Content starts

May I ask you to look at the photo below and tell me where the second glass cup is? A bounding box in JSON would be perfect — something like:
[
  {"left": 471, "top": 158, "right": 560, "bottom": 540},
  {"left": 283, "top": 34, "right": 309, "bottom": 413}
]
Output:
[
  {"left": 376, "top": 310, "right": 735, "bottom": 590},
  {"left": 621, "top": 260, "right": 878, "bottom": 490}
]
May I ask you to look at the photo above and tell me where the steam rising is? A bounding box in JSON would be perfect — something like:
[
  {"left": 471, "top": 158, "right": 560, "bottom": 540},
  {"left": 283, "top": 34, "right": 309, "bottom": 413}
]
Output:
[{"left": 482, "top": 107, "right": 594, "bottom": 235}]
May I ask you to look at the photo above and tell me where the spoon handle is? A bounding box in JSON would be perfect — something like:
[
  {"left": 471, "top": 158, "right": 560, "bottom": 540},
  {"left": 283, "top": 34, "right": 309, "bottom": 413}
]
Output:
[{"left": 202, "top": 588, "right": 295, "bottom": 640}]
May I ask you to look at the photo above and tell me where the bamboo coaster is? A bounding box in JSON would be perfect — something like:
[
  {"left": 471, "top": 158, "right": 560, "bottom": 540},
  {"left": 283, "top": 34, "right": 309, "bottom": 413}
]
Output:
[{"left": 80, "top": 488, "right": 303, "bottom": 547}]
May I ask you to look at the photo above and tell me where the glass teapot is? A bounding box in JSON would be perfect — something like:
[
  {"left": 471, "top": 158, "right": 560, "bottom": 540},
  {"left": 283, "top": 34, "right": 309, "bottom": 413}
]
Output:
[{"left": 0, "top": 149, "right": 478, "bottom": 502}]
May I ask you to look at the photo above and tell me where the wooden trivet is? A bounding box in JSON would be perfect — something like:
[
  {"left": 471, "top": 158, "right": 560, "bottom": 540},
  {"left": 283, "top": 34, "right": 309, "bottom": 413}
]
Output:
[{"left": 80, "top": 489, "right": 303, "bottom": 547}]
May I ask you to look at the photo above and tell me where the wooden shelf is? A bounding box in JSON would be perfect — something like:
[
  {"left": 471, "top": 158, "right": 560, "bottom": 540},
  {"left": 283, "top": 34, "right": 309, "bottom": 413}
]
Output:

Content ends

**Problem statement:**
Go over the data and return every line that includes the word "above".

**Result of the exercise:**
May I ask you to look at the photo above and tell me where the steam rising is? A bounding box in JSON would be perfect — something like:
May I ask you to look at the photo above and tell me where the spoon handle is? A bounding box in JSON would be perfect — something like:
May I ask you to look at the photo above and tell me where the bamboo coaster is? A bounding box in JSON would be perfect — something like:
May I ask you to look at the photo above and tell me where the glass teapot is? A bounding box in JSON would be perfect — something like:
May I ask you to look at the photo above and tell me where the wooden trivet is? A bounding box in JSON would be perfect — something like:
May I ask you to look at the photo above and tell me where the wooden shelf is? A bounding box in JSON would be perfect — something like:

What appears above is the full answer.